━━━ DATA EXTRACT

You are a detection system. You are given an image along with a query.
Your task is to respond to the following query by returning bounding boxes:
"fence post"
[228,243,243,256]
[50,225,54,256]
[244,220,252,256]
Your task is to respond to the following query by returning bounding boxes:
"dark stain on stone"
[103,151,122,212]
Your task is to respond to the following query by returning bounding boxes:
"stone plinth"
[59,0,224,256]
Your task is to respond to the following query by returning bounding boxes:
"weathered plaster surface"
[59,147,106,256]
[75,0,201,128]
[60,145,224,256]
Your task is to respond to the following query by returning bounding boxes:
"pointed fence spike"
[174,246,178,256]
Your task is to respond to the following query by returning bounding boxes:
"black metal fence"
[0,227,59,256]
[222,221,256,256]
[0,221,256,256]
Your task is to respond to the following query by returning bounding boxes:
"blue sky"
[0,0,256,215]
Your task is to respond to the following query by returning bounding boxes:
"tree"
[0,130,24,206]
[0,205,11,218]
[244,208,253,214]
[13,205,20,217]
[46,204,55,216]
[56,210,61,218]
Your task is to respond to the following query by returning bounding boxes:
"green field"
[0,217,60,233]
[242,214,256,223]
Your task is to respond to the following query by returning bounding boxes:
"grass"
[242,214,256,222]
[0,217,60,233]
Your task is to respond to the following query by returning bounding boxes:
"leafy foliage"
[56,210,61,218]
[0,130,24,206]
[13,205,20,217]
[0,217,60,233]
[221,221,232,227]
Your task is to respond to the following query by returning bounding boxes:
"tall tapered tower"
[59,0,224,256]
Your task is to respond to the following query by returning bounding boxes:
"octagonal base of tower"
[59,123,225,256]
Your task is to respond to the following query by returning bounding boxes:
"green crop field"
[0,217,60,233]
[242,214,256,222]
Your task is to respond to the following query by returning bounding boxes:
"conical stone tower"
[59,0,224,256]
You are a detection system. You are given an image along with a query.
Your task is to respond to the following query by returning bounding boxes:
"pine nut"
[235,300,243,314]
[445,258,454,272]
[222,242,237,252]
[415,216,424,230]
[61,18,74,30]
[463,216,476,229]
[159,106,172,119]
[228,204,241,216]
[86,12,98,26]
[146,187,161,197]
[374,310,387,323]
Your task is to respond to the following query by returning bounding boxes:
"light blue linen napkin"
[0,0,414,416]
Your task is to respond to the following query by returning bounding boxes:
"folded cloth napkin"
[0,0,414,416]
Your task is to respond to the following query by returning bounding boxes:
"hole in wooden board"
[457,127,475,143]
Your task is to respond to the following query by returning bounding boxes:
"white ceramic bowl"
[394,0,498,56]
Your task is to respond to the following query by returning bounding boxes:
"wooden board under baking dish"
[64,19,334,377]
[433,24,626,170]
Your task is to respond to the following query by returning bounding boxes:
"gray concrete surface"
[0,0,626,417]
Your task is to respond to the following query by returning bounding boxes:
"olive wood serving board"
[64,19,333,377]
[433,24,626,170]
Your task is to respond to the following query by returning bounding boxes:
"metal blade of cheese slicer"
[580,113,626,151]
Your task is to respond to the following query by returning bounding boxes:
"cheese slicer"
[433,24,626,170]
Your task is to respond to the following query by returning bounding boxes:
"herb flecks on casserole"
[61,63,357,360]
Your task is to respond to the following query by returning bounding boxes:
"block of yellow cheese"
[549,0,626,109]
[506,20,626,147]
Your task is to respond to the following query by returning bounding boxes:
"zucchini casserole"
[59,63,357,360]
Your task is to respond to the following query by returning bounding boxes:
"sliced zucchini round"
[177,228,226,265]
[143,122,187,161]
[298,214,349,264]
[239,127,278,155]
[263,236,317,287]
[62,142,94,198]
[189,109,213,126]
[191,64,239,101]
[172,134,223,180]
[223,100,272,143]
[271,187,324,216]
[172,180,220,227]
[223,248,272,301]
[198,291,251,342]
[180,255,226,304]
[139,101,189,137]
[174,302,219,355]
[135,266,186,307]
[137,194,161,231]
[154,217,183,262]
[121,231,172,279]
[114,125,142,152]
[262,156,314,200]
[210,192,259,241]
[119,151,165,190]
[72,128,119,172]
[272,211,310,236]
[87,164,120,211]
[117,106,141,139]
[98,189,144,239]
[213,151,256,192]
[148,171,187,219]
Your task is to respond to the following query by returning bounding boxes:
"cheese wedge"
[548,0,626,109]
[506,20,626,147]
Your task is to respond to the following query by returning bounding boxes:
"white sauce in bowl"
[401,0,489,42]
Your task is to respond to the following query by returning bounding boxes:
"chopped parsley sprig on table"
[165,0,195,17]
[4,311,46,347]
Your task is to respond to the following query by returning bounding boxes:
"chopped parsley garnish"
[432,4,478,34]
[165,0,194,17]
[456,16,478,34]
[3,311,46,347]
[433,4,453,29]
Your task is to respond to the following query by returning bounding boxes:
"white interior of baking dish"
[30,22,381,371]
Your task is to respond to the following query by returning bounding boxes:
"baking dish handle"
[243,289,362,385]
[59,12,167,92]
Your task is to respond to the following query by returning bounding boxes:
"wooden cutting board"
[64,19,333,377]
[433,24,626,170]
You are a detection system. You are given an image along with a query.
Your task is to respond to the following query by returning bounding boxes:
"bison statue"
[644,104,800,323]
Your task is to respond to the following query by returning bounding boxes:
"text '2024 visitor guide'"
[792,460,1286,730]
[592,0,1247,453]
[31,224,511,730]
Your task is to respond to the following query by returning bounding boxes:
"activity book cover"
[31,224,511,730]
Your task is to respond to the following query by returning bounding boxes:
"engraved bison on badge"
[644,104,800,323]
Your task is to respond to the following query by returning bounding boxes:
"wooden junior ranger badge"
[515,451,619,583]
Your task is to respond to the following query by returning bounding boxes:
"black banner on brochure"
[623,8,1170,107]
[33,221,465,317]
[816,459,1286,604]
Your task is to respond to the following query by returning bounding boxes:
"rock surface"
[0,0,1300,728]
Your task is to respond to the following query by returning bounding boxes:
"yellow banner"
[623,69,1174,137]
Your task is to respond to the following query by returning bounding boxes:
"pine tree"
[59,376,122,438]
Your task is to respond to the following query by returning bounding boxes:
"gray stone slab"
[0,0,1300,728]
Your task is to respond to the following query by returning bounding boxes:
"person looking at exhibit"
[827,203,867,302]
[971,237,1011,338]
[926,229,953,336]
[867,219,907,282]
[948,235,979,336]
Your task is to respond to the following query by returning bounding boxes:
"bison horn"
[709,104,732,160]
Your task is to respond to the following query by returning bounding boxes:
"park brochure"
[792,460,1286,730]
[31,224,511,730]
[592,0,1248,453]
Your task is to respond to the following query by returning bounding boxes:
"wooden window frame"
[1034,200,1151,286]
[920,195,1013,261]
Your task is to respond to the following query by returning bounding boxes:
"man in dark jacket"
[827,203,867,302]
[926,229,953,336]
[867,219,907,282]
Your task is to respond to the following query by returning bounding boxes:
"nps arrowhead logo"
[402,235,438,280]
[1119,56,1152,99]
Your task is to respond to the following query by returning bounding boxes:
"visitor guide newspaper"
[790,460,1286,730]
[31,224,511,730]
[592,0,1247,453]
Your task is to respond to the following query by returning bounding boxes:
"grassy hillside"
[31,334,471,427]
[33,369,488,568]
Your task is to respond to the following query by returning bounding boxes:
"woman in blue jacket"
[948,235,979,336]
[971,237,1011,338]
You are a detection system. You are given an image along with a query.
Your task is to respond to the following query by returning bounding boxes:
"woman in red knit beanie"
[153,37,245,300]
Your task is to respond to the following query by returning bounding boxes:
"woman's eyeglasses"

━━━━━━

**TASK DESCRIPTION**:
Copy out every line of the entries above word for word, with no changes.

**RESPONSE TO THIS TASK**:
You are a detection system. You are given an image along with a query.
Your task is to respond to the following query by returning bounding boxes:
"fence post"
[228,243,243,256]
[50,225,54,256]
[244,220,252,256]
Your task is to respond to the following query by returning bounding boxes:
"dark stain on stone"
[103,151,122,212]
Your task is to respond to the following query by returning bounding boxes:
"stone plinth"
[59,0,224,256]
Your task is to respond to the following query by returning bounding boxes:
"weathered plaster surface"
[59,147,106,256]
[75,0,201,128]
[60,145,224,256]
Your task is to respond to the following query by returning bounding boxes:
"pointed fence spike"
[174,246,178,256]
Your task is to respond to the following query by returning bounding boxes:
"black metal fence"
[0,227,59,256]
[222,221,256,256]
[0,221,256,256]
Your task is to respond to the following query by returning bounding boxes:
"blue sky"
[0,0,256,215]
Your task is to respond to the following query by returning bounding boxes:
"tree"
[0,130,24,206]
[0,205,11,218]
[244,208,253,214]
[13,205,20,217]
[46,204,55,216]
[56,210,61,218]
Your task is to respond to the following query by returning bounding boxes:
"green field"
[0,217,60,233]
[242,214,256,223]
Your task is to respond to the following query by returning bounding boxes:
"grass"
[242,214,256,222]
[0,217,60,233]
Your task is to respond to the following query by returning bounding boxes:
"leafy foliage"
[56,210,61,218]
[0,130,24,206]
[13,205,20,217]
[0,217,60,233]
[221,221,232,227]
Your task is to respond to the following query by returning bounding boxes:
"tall tapered tower"
[59,0,224,256]
Your task is to respond to the following query by returning bounding boxes:
"octagonal base of tower"
[59,123,225,256]
Your task is to respond to the following query by returning bounding boxes:
"green crop field"
[0,217,60,233]
[242,214,256,222]
Your task is to respond to the following query by returning bounding boxes:
"conical stone tower"
[59,0,224,256]
You are a detection system. You are given an image along with a query.
Your task is to respond to the following query by returning bounding boxes:
"pine nut"
[235,300,243,314]
[445,258,454,272]
[222,242,237,252]
[415,216,424,230]
[61,18,74,30]
[463,216,476,229]
[159,106,172,119]
[228,204,241,216]
[86,12,98,26]
[146,187,161,197]
[374,310,387,323]
Your task is to respond to the following query by returning bounding boxes:
"light blue linen napkin"
[0,0,414,416]
Your task is to respond to the following query by returning bounding boxes:
"folded cloth napkin"
[0,0,414,416]
Your task is to respond to the following query by returning bounding boxes:
"hole in wooden board"
[457,127,475,143]
Your task is to respond to the following query by returning bounding boxes:
"white ceramic bowl"
[394,0,498,56]
Your task is to respond to the following query by returning bounding boxes:
"wooden board under baking dish"
[64,19,334,377]
[433,24,626,170]
Your task is to respond to the following query by returning bounding boxes:
"gray concrete surface"
[0,0,626,417]
Your task is to respond to the following query by returning bounding boxes:
"olive wood serving board"
[64,19,333,377]
[433,24,626,170]
Your task is to respond to the following query by returning bounding boxes:
"metal blade of cheese slicer"
[580,113,626,151]
Your task is to respond to the following query by returning bounding boxes:
"cheese slicer"
[433,24,626,170]
Your task is to respond to the following query by returning bounding boxes:
"herb flecks on casserole"
[61,63,357,360]
Your task is to respond to the following query by returning bounding boxes:
"block of yellow cheese"
[549,0,626,109]
[506,20,626,147]
Your task is to respond to the following query by returning bounding boxes:
"zucchini casserole"
[59,63,357,360]
Your task is to respond to the following query by returning bounding boxes:
"sliced zucchini round"
[177,228,226,265]
[143,122,187,161]
[298,214,349,264]
[239,127,278,155]
[263,236,317,287]
[62,142,94,198]
[189,109,213,126]
[191,64,239,101]
[172,134,223,180]
[223,100,272,143]
[271,187,324,216]
[172,180,220,227]
[223,248,272,301]
[198,291,251,342]
[180,255,226,304]
[139,101,189,137]
[174,302,219,355]
[135,266,186,307]
[137,194,161,231]
[154,217,183,262]
[121,231,172,279]
[114,125,142,152]
[262,156,314,200]
[210,192,259,241]
[119,151,165,190]
[72,128,119,172]
[272,211,310,236]
[87,164,120,211]
[117,106,141,139]
[98,189,144,239]
[213,151,256,192]
[148,171,187,219]
Your task is to respond to the following query by returning bounding boxes:
"cheese wedge"
[548,0,626,109]
[506,20,626,147]
Your task is to respond to the following query by returning bounding boxes:
"white sauce in bowl"
[401,0,489,42]
Your task is to respond to the following query by returning bounding boxes:
"chopped parsley sprig on table"
[165,0,195,17]
[4,311,46,347]
Your task is to respond to the following query by returning bounding boxes:
"chopped parsley garnish"
[432,4,478,34]
[165,0,194,17]
[456,16,478,34]
[3,311,46,347]
[433,4,453,29]
Your task is to respond to the following query by returning bounding boxes:
"white interior of baking dish"
[30,22,381,371]
Your task is to respond to the following query by returning bounding boxes:
"baking dish handle"
[243,289,362,385]
[59,12,167,92]
Your task is to respond to the following query by returning bounding boxes:
"wooden cutting board"
[64,19,333,377]
[433,24,626,170]
You are a detection system. You are given an image along with a query.
Your task is to respond to the following query by returning bounding boxes:
"bison statue"
[644,104,800,323]
Your task is to respond to the following query by returning bounding boxes:
"text '2024 visitor guide'"
[792,460,1286,730]
[592,0,1247,453]
[31,224,511,730]
Your task is to respond to the following query by returning bounding boxes:
"activity book cover"
[31,224,511,730]
Your task is to respond to the following query by returning bounding boxes:
"engraved bison on badge"
[644,104,800,323]
Your task is to respond to the following query by returning bounding boxes:
"wooden junior ranger badge"
[515,451,619,583]
Your task is to respond to the following query by returning bounding boxes:
"black banner on brochure"
[623,8,1170,107]
[33,221,465,317]
[816,459,1286,604]
Your task is to respond to the following query by returning bounding boxes:
"rock surface"
[0,0,1300,728]
Your task is to respond to the following query by returning bounding boxes:
"yellow banner"
[623,69,1174,137]
Your task is to respond to the following query by returning bounding boxes:
"pine tree"
[59,376,122,438]
Your task is to respond to the following query by returning bounding boxes:
"gray stone slab"
[0,0,1300,728]
Your task is to respond to the following query by returning bounding boxes:
"person looking at exhibit"
[827,203,867,302]
[971,237,1011,338]
[926,229,953,336]
[867,219,907,282]
[948,235,979,336]
Your task is to respond to the following query by returning bounding boxes:
"bison horn"
[709,104,732,160]
Your task is to respond to the following query by returning bounding boxes:
"park brochure"
[792,460,1286,730]
[31,224,511,730]
[592,0,1248,453]
Your task is to respond to the following query by returning bounding boxes:
"wooden window frame"
[1034,200,1151,286]
[920,195,1013,261]
Your task is to respond to the following query by returning bounding boxes:
"man in dark jacket"
[827,203,867,302]
[926,229,953,336]
[867,219,907,282]
Your task is to respond to the following query by returning bounding boxes:
"nps arrowhead logo"
[402,235,438,280]
[1119,56,1152,99]
Your task is to respond to the following query by returning bounding boxes:
"visitor guide newspaper"
[790,460,1286,730]
[31,224,511,730]
[592,0,1247,453]
Your task is to respond to the following query by returning bounding boxes:
"grassy hillside"
[31,334,471,427]
[33,369,488,568]
Your task is to respond to the following query by returning bounding boxes:
"woman in blue jacket"
[948,235,979,336]
[971,237,1011,338]
You are a detection system. You are given an image along with a query.
Your task is to respond to the following query by returning bounding boxes:
"woman in red knit beanie"
[153,37,245,300]
Your task is to respond to the following query by returning bounding boxes:
"woman's eyeglasses"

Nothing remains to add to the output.